Pick out every line in the listing below that contains the word "gravel" and copy each one. Case counts.
==========
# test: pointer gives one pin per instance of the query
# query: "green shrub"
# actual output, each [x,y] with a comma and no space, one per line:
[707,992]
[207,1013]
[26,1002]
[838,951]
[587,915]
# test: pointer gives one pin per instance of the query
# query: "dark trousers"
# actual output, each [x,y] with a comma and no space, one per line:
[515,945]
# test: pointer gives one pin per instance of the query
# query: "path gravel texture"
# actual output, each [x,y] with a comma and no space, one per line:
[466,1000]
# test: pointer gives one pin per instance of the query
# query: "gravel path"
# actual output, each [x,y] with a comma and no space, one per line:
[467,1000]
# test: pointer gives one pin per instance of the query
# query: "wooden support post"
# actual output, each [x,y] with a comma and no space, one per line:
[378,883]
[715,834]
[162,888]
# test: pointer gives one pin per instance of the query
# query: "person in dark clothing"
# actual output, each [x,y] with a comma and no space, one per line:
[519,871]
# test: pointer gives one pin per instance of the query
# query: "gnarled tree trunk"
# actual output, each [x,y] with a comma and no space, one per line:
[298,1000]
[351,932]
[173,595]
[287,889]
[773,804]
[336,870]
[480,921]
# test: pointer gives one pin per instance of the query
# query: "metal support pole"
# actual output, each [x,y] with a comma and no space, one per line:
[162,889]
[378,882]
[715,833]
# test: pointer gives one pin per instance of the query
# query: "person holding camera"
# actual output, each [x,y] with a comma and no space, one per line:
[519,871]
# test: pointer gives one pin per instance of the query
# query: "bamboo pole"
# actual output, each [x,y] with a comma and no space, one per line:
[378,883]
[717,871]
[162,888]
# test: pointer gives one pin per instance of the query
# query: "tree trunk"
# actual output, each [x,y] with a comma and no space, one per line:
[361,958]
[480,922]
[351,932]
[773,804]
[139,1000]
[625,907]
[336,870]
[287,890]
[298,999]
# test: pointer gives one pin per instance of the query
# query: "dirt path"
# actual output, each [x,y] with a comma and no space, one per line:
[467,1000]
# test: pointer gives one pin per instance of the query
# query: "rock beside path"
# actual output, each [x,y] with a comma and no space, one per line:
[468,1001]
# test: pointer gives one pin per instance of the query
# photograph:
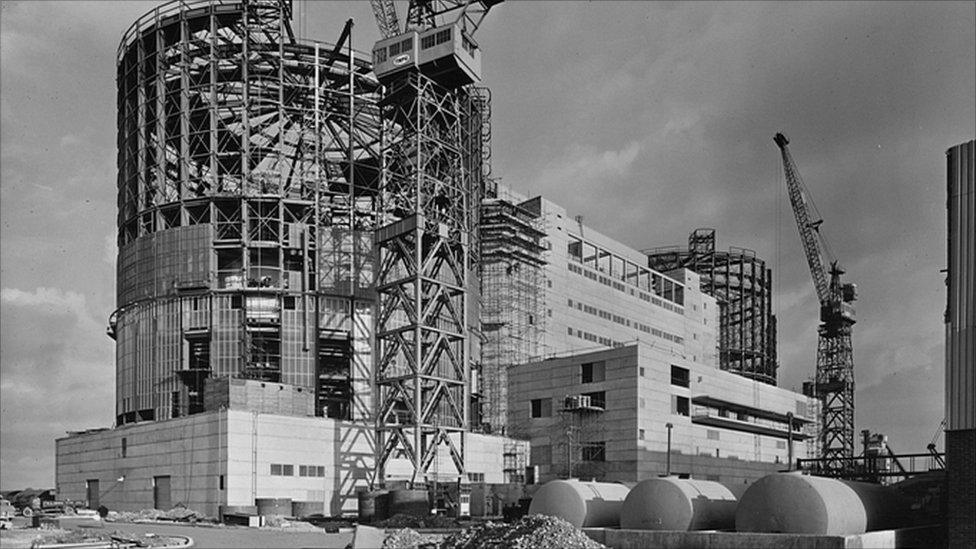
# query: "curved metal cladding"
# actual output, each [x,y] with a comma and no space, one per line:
[743,286]
[248,173]
[795,503]
[582,504]
[673,503]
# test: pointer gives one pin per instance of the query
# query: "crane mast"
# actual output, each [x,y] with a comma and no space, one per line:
[834,381]
[429,195]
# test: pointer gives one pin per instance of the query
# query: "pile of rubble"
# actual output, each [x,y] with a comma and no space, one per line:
[531,532]
[405,538]
[176,514]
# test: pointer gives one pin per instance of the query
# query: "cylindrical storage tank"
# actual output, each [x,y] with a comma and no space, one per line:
[673,503]
[795,503]
[273,506]
[582,504]
[236,510]
[303,509]
[408,502]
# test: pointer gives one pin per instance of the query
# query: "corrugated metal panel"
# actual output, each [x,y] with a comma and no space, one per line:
[960,307]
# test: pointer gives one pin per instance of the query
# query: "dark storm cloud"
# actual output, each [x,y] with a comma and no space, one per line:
[649,119]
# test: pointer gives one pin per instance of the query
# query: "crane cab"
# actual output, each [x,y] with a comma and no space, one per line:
[449,56]
[392,56]
[445,54]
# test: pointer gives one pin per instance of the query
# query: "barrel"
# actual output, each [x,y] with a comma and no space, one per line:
[268,507]
[795,503]
[673,503]
[582,504]
[303,509]
[408,502]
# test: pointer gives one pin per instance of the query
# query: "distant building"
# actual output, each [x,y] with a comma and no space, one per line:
[961,345]
[605,415]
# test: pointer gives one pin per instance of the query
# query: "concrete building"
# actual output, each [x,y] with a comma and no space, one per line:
[606,414]
[261,442]
[960,320]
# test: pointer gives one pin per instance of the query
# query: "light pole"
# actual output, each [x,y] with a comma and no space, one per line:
[669,426]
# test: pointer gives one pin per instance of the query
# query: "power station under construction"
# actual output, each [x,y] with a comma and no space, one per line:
[328,304]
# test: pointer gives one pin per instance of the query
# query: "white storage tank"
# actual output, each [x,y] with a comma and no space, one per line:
[582,504]
[795,503]
[672,503]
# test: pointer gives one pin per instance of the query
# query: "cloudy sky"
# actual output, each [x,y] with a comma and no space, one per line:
[648,119]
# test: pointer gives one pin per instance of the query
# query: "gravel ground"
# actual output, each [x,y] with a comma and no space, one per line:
[531,532]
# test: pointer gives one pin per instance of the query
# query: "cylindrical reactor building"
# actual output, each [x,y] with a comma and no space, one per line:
[743,286]
[247,189]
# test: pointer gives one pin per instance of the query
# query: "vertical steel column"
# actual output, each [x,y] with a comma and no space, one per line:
[421,325]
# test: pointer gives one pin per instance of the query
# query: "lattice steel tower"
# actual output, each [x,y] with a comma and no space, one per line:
[834,382]
[430,195]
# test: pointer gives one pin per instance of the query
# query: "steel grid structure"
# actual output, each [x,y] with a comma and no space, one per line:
[513,299]
[423,361]
[743,285]
[247,191]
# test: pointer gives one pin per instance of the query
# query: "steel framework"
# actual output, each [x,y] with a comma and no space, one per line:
[423,362]
[742,284]
[248,190]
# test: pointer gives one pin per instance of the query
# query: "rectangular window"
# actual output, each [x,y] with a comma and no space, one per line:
[597,398]
[542,407]
[679,405]
[679,376]
[594,451]
[592,372]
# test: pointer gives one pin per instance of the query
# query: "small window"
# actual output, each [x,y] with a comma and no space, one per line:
[679,405]
[597,399]
[679,376]
[595,451]
[542,407]
[592,372]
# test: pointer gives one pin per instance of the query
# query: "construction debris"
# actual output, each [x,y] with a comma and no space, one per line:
[531,532]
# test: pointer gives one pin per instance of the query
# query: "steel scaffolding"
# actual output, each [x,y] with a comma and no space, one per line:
[742,285]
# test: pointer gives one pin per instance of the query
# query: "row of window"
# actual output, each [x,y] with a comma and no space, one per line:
[288,470]
[587,336]
[606,315]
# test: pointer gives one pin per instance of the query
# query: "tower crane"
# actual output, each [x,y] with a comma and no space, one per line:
[834,381]
[430,189]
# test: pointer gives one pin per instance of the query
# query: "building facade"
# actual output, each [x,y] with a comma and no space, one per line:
[960,318]
[261,442]
[614,414]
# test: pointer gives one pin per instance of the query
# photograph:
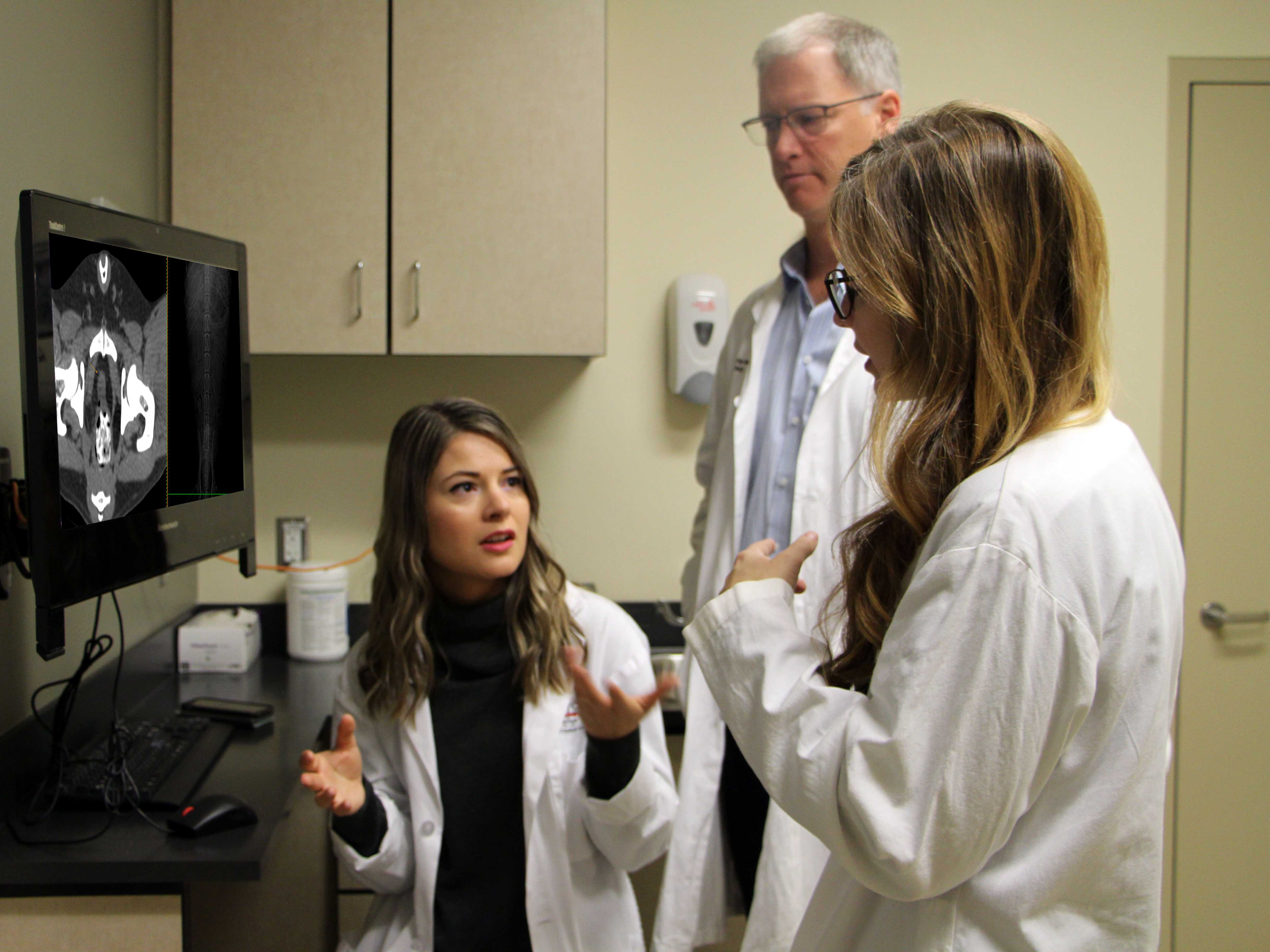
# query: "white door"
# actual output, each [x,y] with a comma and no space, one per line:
[1222,861]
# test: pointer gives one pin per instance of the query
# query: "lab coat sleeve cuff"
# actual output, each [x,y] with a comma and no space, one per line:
[719,611]
[630,801]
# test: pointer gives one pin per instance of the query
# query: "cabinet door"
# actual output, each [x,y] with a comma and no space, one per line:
[498,177]
[280,140]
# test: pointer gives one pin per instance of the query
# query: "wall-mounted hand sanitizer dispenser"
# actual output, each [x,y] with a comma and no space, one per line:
[696,324]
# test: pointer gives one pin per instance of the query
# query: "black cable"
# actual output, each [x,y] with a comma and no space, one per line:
[60,757]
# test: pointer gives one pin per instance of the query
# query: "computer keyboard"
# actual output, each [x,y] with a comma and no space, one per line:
[167,762]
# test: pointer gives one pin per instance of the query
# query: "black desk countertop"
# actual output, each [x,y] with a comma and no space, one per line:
[261,767]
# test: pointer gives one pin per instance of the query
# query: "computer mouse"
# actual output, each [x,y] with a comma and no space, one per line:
[211,814]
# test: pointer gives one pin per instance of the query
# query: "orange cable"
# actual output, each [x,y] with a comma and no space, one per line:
[294,569]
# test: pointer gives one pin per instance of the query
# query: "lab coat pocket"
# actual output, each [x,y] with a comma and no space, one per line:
[573,794]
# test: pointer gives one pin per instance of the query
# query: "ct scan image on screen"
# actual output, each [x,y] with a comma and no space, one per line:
[146,380]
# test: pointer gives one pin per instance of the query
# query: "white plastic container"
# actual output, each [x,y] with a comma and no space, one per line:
[318,614]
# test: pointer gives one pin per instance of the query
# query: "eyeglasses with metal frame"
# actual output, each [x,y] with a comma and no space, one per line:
[807,121]
[841,291]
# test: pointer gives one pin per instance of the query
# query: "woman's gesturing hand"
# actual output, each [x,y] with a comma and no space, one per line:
[336,776]
[616,714]
[757,563]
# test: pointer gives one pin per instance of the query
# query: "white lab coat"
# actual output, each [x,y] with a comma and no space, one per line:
[831,492]
[578,850]
[1003,784]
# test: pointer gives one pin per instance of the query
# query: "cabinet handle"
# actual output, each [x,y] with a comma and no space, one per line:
[417,267]
[357,273]
[1216,617]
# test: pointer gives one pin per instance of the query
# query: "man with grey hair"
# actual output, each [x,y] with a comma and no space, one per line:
[780,455]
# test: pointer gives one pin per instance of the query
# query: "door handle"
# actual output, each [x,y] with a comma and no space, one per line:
[417,267]
[1216,617]
[357,275]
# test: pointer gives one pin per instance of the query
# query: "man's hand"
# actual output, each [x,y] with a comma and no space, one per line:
[757,563]
[616,714]
[336,776]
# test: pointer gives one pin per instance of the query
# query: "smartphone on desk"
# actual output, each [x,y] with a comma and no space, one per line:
[242,714]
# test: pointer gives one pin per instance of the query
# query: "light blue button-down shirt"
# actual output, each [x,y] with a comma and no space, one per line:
[798,355]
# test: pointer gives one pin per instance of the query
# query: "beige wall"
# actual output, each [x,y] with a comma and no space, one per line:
[687,192]
[77,118]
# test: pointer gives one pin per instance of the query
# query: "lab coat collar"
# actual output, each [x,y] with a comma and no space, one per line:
[540,734]
[418,732]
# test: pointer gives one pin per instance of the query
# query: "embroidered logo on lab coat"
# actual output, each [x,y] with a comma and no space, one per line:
[572,722]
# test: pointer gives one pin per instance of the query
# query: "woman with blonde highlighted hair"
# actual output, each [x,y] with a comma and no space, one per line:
[982,741]
[499,763]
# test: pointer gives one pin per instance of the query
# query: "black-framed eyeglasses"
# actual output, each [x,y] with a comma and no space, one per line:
[843,293]
[807,122]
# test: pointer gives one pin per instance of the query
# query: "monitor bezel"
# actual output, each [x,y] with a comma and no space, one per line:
[75,564]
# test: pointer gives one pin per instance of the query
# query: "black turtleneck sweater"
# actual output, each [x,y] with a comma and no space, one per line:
==========
> [Task output]:
# query: "path gravel texture"
# query: "gravel path"
# query: "gravel ground"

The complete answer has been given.